> _BLOQUE DE TEXTO_
☆ ☆ ☆
El encuentro de dos mundos


Este año el colegio de Tigre en el que trabajé tantísimos años, festeja su 50º aniversario y para celebrarlo hicieron ayer, una cena con baile para docentes y ex alumnos. Particularmente no soy ni la una ni la otra, pero sí una combinación de las dos: ex docente o ¿kelper?. La nada misma o la toda repleta de recuerdos y emociones. Fue una gran sorpresa recibir el excepcional convite, al que accedí sin dudarlo.

Gloria a Dios me invitaron y tuve la gran oportunidad, no sólo de volver a valorar el cariño y aprendizaje en los años allí trabajados, sino también la de infundirme en muchos abrazos con gente que no veía hace rato al son de un largo “hooooola” y la alegría expresar un “¡qué lindo verte!”. Años felices aquellos si lo fueron.

Realmente lo siento como si fuera mi colegio y durante muchos años me garantizó la suerte de que llegar al trabajo era también como llegar a mi casa. Me acuerdo una vez que yo estaba buscando un cambio porque no me sentía bien y mi hermana me dijo: “No cambies nada que tenga que ver con ese trabajo, siempre salieron buenas cosas de ahí”. Sabias palabras.

En fin, a pesar de los ex compañeros y la saudade que sentí en este ambiente cálido y familiar, me ocurrió algo que calificaría como extravagante, por no decir raro o chocantemente lindo: me encontré con mis primeros grupos de alumnos.

La última vez que había compartido calidad de tiempo con ellos había sido hace nada menos que diez años.

Por aquella época, eran niños de uniforme, travesuras y esfuerzos. Ahora eran hombres y mujeres que tomaban cerveza, fumaban cigarros y tenían crisis vocacionales.

Se los había dejado con orgullo y melancolía a la maestra de 5º y no había vuelto a saber mucho sobre de sus vidas.

Tenían 9 y hoy casi 20.

Me tomé un rato para mirarlos hanguear y manifestarse. Observé sus atuendos, sus peinados, sus gestos. Eran grandes.

Tenían casi la misma edad que yo, cuando aquel lunes 3 de marzo, me había calzado el delantal por primera vez para entrar a la que iba a ser nuestra clase durante todo un año y con ellos a la maravillosa tarea de enseñar.

Ellos alumnos y yo maestra. Los pobres santos no tenían ni la más remota idea del temible secreto que yo escondía: nunca en mi vida había estado parada frente a un curso.
☆ ☆ ☆
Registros
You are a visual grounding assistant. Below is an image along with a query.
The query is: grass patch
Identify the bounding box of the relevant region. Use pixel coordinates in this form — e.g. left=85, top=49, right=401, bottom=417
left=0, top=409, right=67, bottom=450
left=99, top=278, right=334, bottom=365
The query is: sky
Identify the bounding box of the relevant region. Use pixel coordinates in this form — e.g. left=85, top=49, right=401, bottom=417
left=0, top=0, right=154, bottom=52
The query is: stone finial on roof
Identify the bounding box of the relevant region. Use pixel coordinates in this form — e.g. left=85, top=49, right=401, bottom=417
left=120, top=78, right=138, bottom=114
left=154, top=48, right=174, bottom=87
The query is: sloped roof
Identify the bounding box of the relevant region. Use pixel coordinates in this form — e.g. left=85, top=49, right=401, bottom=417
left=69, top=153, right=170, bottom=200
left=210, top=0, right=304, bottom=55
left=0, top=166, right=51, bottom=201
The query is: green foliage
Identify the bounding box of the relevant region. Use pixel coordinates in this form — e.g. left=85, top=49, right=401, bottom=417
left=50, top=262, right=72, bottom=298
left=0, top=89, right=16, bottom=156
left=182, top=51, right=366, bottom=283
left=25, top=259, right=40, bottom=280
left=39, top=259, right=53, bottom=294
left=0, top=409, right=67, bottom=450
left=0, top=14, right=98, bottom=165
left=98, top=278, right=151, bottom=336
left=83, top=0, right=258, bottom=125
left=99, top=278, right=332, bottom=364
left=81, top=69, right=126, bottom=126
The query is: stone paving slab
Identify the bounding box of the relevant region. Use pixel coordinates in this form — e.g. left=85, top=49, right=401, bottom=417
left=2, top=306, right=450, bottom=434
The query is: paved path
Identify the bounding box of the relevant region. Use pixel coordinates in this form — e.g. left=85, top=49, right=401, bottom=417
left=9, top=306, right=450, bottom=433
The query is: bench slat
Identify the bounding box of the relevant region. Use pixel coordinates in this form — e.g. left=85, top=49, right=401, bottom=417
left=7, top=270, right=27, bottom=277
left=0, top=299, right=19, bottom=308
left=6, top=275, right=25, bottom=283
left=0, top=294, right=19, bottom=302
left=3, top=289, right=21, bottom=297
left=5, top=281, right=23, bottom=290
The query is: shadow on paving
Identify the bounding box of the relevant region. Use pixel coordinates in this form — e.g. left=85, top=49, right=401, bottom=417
☆ ☆ ☆
> _CONSIGNA DADA A_
Indica si cada afirmación concuerda con el texto sobre el aniversario del colegio, respondiendo sí o no y citando textualmente las palabras decisivas: (i) El colegio celebra su 50º aniversario. (ii) Habían pasado cinco años desde el último tiempo compartido con los primeros grupos de alumnos. (iii) La hermana aconsejó cambiar de trabajo.
> _CONSIGNA DADA B_
Prosigue el texto sobre el aniversario del colegio a partir de su última oración.
Los datos provienen de una fuente distinta.

> _RESPUESTA A_
(i) Sí: «festeja su 50º aniversario».
(ii) No: «había sido hace nada menos que diez años».
(iii) No: «No cambies nada que tenga que ver con ese trabajo».

> _RESPUESTA B_
Sentía nervios e incertidumbre, pero ellos confiaban en que la Miss de delantal era la maestra nueva y punto. Suficiente para todos. Solo faltaba subirse al tren, escuchar al sentido común, apelar a las maestras paralelas, comprometerse con el laburo y empezar a aprender, querernos y ponernos límites. Y así fue nomás como arrancó mi historia de docencia, locura, pasión y creatividad.

Me costó un rato acercarme a saludarlos, pero como quería saber sobre ellos, entre la timidez y el quemo, junté coraje y me arrimé a su mesa.

Nos saludamos y nos reconocimos. Los vi distintos y me vieron igual.

¿Por qué será la inmortal imagen que tenemos de nuestros maestros y profesores? Personalmente, cada vez que veo a alguno, no sólo lo esquivo porque me muero de la vergüenza verlo fuera de contexto, sino que me da la fría sensación de que están igual que siempre, de que el tiempo no pasó y de que te desnudan con la mirada. ¿Será porque nuestro inconsciente sabe que ellos supieron mucho sobre uno al menos en algún momento de nuestra vida? Como que te miran de otra manera, se sonríen y me incomoda, no sé, tal vez sepan algo que uno aún no sabe.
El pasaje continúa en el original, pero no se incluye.